■ REQUIREMENT
Leave out the pictures and transcribe the rest of the records exactly.

____________

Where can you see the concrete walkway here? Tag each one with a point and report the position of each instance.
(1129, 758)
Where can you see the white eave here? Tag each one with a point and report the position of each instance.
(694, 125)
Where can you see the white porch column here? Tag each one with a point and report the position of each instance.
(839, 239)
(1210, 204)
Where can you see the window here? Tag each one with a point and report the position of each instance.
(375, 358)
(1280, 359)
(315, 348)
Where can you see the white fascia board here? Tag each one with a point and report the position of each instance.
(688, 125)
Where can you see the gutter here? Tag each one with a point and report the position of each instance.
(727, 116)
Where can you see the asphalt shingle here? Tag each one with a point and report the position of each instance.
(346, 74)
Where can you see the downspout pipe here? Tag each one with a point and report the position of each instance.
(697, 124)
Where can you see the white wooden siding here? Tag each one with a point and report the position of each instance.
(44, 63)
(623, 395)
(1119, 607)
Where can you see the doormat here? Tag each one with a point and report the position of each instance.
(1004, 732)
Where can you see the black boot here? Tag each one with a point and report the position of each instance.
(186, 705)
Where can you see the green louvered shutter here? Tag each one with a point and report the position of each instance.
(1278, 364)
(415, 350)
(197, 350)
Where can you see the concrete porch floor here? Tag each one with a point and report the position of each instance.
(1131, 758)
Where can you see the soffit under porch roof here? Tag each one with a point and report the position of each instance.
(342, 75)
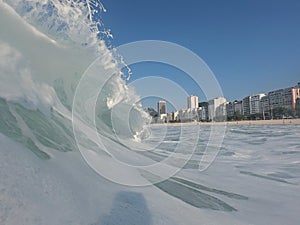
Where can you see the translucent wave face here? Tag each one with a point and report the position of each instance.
(59, 41)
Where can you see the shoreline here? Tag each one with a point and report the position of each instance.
(242, 122)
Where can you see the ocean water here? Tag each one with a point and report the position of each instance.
(54, 169)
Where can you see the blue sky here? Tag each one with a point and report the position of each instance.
(251, 46)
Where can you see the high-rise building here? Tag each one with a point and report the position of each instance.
(285, 98)
(192, 102)
(265, 107)
(255, 104)
(230, 108)
(238, 107)
(161, 107)
(217, 108)
(204, 106)
(246, 105)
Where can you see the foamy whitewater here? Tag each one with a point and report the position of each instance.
(45, 47)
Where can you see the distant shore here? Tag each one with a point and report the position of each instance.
(242, 122)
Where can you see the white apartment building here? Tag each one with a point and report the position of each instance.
(285, 98)
(255, 104)
(192, 102)
(216, 108)
(161, 107)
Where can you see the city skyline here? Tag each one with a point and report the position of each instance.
(168, 106)
(276, 104)
(251, 46)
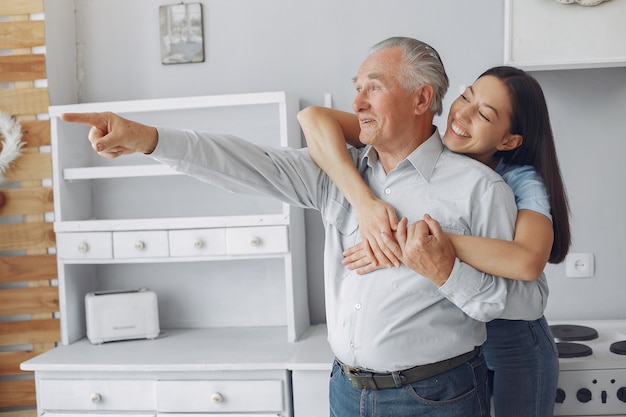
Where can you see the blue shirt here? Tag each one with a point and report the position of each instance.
(390, 319)
(528, 188)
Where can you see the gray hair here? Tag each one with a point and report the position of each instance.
(422, 65)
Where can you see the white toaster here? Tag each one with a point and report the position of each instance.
(121, 315)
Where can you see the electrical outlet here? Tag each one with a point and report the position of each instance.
(579, 265)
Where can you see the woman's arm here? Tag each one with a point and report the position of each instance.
(327, 131)
(524, 258)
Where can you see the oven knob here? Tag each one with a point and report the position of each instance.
(560, 396)
(621, 394)
(583, 395)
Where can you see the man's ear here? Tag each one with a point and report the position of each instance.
(510, 142)
(423, 98)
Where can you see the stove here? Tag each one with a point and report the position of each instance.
(592, 359)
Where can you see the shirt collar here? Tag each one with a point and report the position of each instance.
(423, 159)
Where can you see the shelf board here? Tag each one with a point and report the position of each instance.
(218, 349)
(92, 173)
(178, 103)
(174, 223)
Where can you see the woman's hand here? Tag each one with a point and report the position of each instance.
(375, 218)
(425, 248)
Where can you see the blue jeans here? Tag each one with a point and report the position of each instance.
(523, 367)
(459, 392)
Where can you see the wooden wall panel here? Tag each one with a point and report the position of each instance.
(27, 268)
(28, 296)
(22, 67)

____________

■ RESPONSE FOR THIS EXERCISE
Where can you see the concrete walkway here? Tag each one with a point and report the position of each instance.
(1129, 758)
Where can you see the white eave here? Tag each one with a point and report the position of each instance.
(694, 125)
Where can you see the white porch column here? Tag each one with a point and report the position of each instance.
(839, 239)
(1210, 204)
Where can you see the window here? Tag each one with a point and report the position of each instance.
(375, 358)
(1280, 359)
(315, 348)
Where can you see the white fascia board here? Tag each one with a point and report the position of each instance.
(688, 125)
Where can you see the gutter here? Tag each one with a point and report the position of each instance.
(727, 116)
Where can you see the asphalt shingle here? Tag each one with a point and report the position of each instance.
(346, 74)
Where can you see the downspout pipe here? Tag each one with a point and report the position of each instance.
(697, 124)
Where can you see the white wooden siding here? Tag each one with a point and report the position of each instance.
(44, 63)
(623, 395)
(1119, 607)
Where can you see the doormat here? Tag each one with a point and report the position of each instance.
(1004, 732)
Where can you see the black boot here? Tag each one with a point and report the position of each instance.
(186, 705)
Where can you see the green louvered shutter here? Tag each one with a point and report the position of each instance.
(1278, 364)
(415, 350)
(197, 350)
Where can you see the concrete porch floor here? Tag each one with a point and report the position of each instance.
(1131, 758)
Where can you see the soffit under porch roof here? Tag each one with a point and report the position of each instance.
(342, 75)
Where can you see the translucent wave face here? Tag each one with a point and report the position of each instance.
(59, 41)
Where can you see the shoreline here? Tag each one with a point and report the position of each instance.
(242, 122)
Where can you see the ocean water here? Tag each one with a point and report the position of each instance.
(54, 169)
Where can you see the blue sky here? Tag each one with a point and report the position of each instance.
(251, 46)
Where can you see the high-rise building here? Tag each one with a point and report the position of each instance.
(285, 98)
(192, 102)
(265, 107)
(255, 104)
(230, 108)
(238, 107)
(161, 107)
(217, 108)
(204, 106)
(246, 105)
Where can you see the foamy whitewater here? Tag each one with a point and report the position of each instance.
(45, 47)
Where can you see the distant shore here? Tag each one with a point and report the position of each instance.
(242, 122)
Where can you see the white apartment building here? Tag each one with a point and report the position of each instance.
(285, 98)
(255, 104)
(192, 102)
(216, 108)
(161, 107)
Where can you see the city skyline here? Tag each one with a point and report the position of each instance.
(168, 106)
(276, 104)
(251, 46)
Where can you see the blue shirt here? Tag each one with a point and report the position of each instance.
(390, 319)
(528, 188)
Where can you see the gray hair here? Tag each one with a point and report the position of each instance.
(422, 65)
Where can you see the white toaster here? Tag each one with a point and report the position of each instance.
(121, 315)
Where can you see the electrical outlet here? Tag each one with a point and report the position of each instance.
(579, 265)
Where can you see the woman's arm here? Tag each one with a point and report the position of each instance.
(327, 131)
(524, 258)
Where can you see the oven knob here? Tag each one with a point and report the position of each instance.
(560, 396)
(621, 394)
(583, 395)
Where can you see the man's ear here? Tag each one with a point and report the position of each instance.
(510, 142)
(423, 98)
Where can you see the stove here? Tag each one with a point and report the position of each instance.
(592, 359)
Where can you see the shirt collar here? Tag each one with a point and report the position of each instance.
(423, 159)
Where can you see the shelf board here? Tag each one with a point and report the position of each instance.
(218, 349)
(92, 173)
(178, 103)
(174, 223)
Where can you see the woman's hand here? Tag each one with a point and report the position of each instance.
(375, 218)
(425, 248)
Where can you see the blue jeans here? Tag each one with a point and report the position of each instance.
(523, 367)
(459, 392)
Where can you see the wooden wall panel here? Tag each one with a point and report the position of each instance.
(27, 268)
(28, 296)
(22, 67)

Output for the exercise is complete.